Rewrite the lines below, changing "shark tail fin" to "dolphin tail fin" wherever it occurs and leaving everything else unchanged.

Portion of a data file:
[Begin]

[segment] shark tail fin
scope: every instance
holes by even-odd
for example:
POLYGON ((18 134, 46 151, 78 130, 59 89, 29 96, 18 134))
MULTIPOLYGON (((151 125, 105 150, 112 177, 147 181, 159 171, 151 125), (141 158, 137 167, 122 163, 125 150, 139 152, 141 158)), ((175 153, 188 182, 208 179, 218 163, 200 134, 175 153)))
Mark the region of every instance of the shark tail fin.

[End]

RESULT OF THIS EXERCISE —
[segment] dolphin tail fin
scope: every instance
holes by even-odd
for example:
POLYGON ((18 134, 46 151, 78 130, 59 89, 29 96, 18 134))
MULTIPOLYGON (((151 125, 105 150, 112 177, 147 181, 159 171, 151 125), (141 158, 137 167, 122 163, 125 150, 139 152, 141 158)), ((175 153, 188 182, 208 179, 218 163, 200 134, 175 153)))
Mark the region of every instance of the dolphin tail fin.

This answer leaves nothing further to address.